Exercise: Convert the rows below into a two-column CSV with the header request,answer. Give one line per row, putting its text and its answer each in a single quoted field with line breaks replaced by spaces.

Point annotation dataset rows
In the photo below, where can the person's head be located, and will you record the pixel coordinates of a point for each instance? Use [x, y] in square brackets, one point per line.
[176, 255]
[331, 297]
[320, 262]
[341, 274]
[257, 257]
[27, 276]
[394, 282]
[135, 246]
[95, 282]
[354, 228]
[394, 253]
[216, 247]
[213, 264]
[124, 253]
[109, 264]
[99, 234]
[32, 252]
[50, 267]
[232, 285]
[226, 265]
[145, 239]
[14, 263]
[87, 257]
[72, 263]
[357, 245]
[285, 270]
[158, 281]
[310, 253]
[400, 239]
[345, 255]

Response to this task:
request,answer
"In the photo below, where can the person's head be located, and will you record the pixel coordinates of a point for each instance? Use [x, y] in square brackets, one point per line.","[176, 255] [331, 297] [320, 262] [341, 274] [257, 257] [27, 276] [394, 282] [135, 246] [95, 282] [354, 228] [394, 253] [216, 247] [213, 264] [124, 253] [109, 264] [99, 234] [32, 252] [50, 267] [232, 285] [226, 265] [145, 239] [14, 263] [87, 257] [72, 263] [357, 245] [285, 270] [158, 281] [310, 253] [400, 239] [345, 255]"